TASK BRIEF:
Output, exactly as written, the lines of the data below from the one containing "Write the outlines" to the end.

-------- INFORMATION SUPPLIED

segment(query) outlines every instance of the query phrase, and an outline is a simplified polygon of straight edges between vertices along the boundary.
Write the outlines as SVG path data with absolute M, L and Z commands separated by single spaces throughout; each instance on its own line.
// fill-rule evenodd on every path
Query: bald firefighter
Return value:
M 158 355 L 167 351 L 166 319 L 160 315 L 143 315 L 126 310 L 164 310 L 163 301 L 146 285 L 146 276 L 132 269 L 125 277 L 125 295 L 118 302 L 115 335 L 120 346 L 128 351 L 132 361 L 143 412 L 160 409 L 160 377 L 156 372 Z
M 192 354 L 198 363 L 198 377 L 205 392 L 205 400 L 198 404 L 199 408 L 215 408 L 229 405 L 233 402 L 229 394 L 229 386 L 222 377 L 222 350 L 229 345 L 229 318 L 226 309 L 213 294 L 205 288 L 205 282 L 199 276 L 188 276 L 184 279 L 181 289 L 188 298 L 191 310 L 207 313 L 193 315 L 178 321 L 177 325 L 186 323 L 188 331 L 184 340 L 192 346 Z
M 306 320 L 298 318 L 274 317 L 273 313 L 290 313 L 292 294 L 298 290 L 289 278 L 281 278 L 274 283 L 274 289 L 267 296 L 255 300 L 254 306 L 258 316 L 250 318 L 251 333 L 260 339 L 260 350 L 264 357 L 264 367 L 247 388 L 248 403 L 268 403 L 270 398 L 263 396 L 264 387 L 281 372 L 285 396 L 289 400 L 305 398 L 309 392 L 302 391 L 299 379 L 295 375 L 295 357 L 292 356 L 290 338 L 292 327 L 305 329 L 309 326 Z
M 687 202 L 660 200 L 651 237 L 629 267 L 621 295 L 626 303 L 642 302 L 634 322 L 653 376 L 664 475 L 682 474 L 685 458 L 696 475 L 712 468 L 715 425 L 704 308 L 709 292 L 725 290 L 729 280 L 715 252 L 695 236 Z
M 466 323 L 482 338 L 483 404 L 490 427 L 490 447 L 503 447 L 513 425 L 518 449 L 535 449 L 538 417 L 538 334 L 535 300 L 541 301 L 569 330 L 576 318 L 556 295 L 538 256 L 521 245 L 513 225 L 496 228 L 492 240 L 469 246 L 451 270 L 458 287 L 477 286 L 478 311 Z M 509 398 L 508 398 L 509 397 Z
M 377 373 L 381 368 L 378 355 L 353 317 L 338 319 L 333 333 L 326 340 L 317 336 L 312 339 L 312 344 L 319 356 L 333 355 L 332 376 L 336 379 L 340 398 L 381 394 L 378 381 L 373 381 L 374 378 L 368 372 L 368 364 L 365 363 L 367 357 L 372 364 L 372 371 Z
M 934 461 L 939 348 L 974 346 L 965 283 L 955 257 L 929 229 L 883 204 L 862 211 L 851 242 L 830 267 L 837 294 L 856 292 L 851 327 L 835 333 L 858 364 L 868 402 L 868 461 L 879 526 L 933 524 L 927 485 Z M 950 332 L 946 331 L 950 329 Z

----------------

COMPLETED TASK:
Write the outlines as SVG path data with absolute M, L and Z commands separated by single spaces throughout; each instance on its own line.
// fill-rule evenodd on every path
Query: bald firefighter
Return value:
M 158 355 L 167 351 L 166 319 L 160 315 L 143 315 L 126 310 L 164 310 L 163 301 L 146 285 L 146 276 L 132 269 L 125 277 L 125 295 L 118 302 L 115 335 L 120 346 L 128 351 L 132 361 L 143 412 L 160 409 L 160 377 L 156 372 Z
M 192 354 L 198 363 L 198 377 L 205 392 L 205 400 L 198 404 L 199 408 L 215 408 L 229 405 L 233 402 L 229 394 L 229 386 L 222 377 L 222 350 L 229 345 L 229 318 L 226 309 L 213 294 L 205 288 L 205 282 L 199 276 L 188 276 L 184 279 L 181 289 L 188 298 L 191 310 L 207 313 L 193 315 L 178 321 L 177 325 L 186 323 L 188 331 L 184 340 L 192 346 Z
M 306 320 L 298 318 L 274 317 L 273 313 L 290 313 L 292 294 L 298 290 L 289 278 L 281 278 L 274 283 L 274 289 L 267 296 L 255 300 L 254 306 L 258 316 L 250 318 L 251 333 L 260 339 L 260 350 L 264 357 L 264 367 L 247 388 L 248 403 L 268 403 L 270 398 L 263 396 L 264 387 L 281 372 L 285 396 L 289 400 L 305 398 L 309 392 L 302 391 L 299 379 L 295 375 L 295 357 L 292 356 L 290 338 L 292 327 L 305 329 L 309 326 Z
M 687 202 L 660 200 L 651 237 L 629 267 L 621 295 L 626 303 L 642 302 L 634 322 L 653 376 L 664 475 L 682 474 L 685 458 L 696 475 L 712 468 L 715 425 L 704 308 L 709 292 L 725 290 L 729 280 L 715 252 L 695 236 Z
M 466 323 L 482 338 L 483 404 L 490 427 L 490 447 L 503 447 L 513 425 L 518 449 L 535 449 L 538 417 L 538 334 L 535 300 L 541 301 L 569 330 L 576 318 L 556 295 L 538 256 L 521 245 L 513 225 L 496 228 L 492 240 L 469 246 L 451 270 L 458 287 L 477 286 L 478 311 Z M 509 398 L 508 398 L 509 397 Z
M 377 373 L 381 368 L 378 355 L 353 317 L 338 319 L 333 333 L 326 340 L 317 336 L 312 339 L 312 344 L 319 356 L 333 355 L 332 376 L 336 379 L 340 398 L 381 394 L 378 381 L 373 381 L 374 378 L 368 372 L 368 364 L 365 363 L 367 357 L 372 364 L 372 371 Z
M 934 461 L 939 348 L 974 346 L 965 283 L 955 257 L 929 229 L 883 204 L 862 211 L 851 242 L 830 267 L 837 294 L 856 292 L 851 327 L 835 333 L 858 364 L 868 402 L 868 461 L 879 526 L 933 524 L 927 485 Z M 950 332 L 946 331 L 950 329 Z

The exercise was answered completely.